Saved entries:
* START *

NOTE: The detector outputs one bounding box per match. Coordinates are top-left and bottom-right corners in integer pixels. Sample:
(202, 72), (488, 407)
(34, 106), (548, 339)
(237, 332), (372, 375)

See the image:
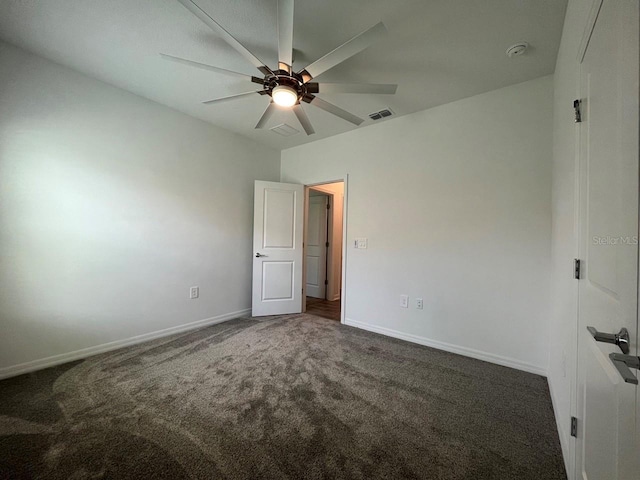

* END *

PROBLEM DESCRIPTION:
Return all the rows above word for word, without the pictures.

FULL RESPONSE:
NOTE: The detector outputs one bounding box per match. Coordinates are top-left and bottom-right corners in integer pixels. Sample:
(202, 72), (488, 407)
(34, 106), (548, 339)
(237, 332), (372, 375)

See the image:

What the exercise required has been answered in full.